— YOUR TASKS —
A - On what date did Texas join the union, according to the Texas unit study text?
B - Write the next part of the Texas unit study text, following on from its final sentence.

— PAGE TEXT —

--------

Welcome to Notebooking Across the USA, a series of unit studies covering each state in the U.S. in order of admission to the union. You can find the landing page for this series with links to each states unit study as they are published, along with tips, suggestions, and recommended resources for this series here: Notebooking Across the USA. These unit studies are written with homeschool students grades 3-8 in mind.
The most recommended resource for this series is the USA States Pack, and while I believe it will be very helpful if you will be studying all of the states, it is not required. If you do wish to purchase the pack, use the code benandmeUSA for a 25% discount.
Texas Unit Study
Texas, known for it’s size, being a leader in industry, and having great varieties of reptiles and flowers, became the 28th state to join the union on December 29, 1845. It covers 268,596.46 square miles, making the state second only to Alaska among the 50 United States. Texas also ranks second in population in the U.S.

--------

— DATASET CONTENT —
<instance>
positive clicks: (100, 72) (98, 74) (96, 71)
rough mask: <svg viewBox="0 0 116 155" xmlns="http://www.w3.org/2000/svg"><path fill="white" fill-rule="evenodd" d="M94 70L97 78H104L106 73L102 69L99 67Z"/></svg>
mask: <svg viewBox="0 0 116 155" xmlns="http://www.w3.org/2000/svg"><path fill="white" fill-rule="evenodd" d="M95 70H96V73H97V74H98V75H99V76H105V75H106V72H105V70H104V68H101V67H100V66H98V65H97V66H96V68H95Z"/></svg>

--------

— RESULTS IN ORDER —
A - December 29, 1845.

B -
The weather in Texas can vary based on the region of the state that you find yourself in. It tends to be parched and desert-like in the west and moist and humid in the east. Tropical storms and tornados are not uncommon across the state, especially in the areas near the Gulf of Mexico and the Pacific Ocean. The panhandle area is more likely to see snow than other parts of the state.
The unique shape of Texas is reflected in its bordering states. To the north; New Mexico, Oklahoma, Arkansas, make up the Texas border. To the west, it once again touches New Mexico and also the Mexican border. The the south, the international border of Mexico and the Gulf of Mexico coastline and to the east, along with Louisiana, Texas once again borders Oklahoma and Arkansas.
Population: 27,959,150 million
Nickname: The Lone Star State
Officially used in 1836, the term “The Lone Star State” was not officially adopted as the state nickname until 2015. It is believed to have gained the nickname due to the flag with the “lone star” on it when it was attempted to free Texas from Spanish rule in the early 1800’s.
The state motto comes from the Indian word “tejas,” which means friend or ally. It became the official state motto in 1930.
Agriculture: beef cattle and calves, cotton, broilers (young chickens), greenhouse and nursery products, dairy products, sheep, turkeys corn for grain, hay, watermelons, grapefruits, cantaloupes, and mushrooms.
Fishing Industry: shrimp, crabs, flounder, oysters, red snapper, red drum and sea trout.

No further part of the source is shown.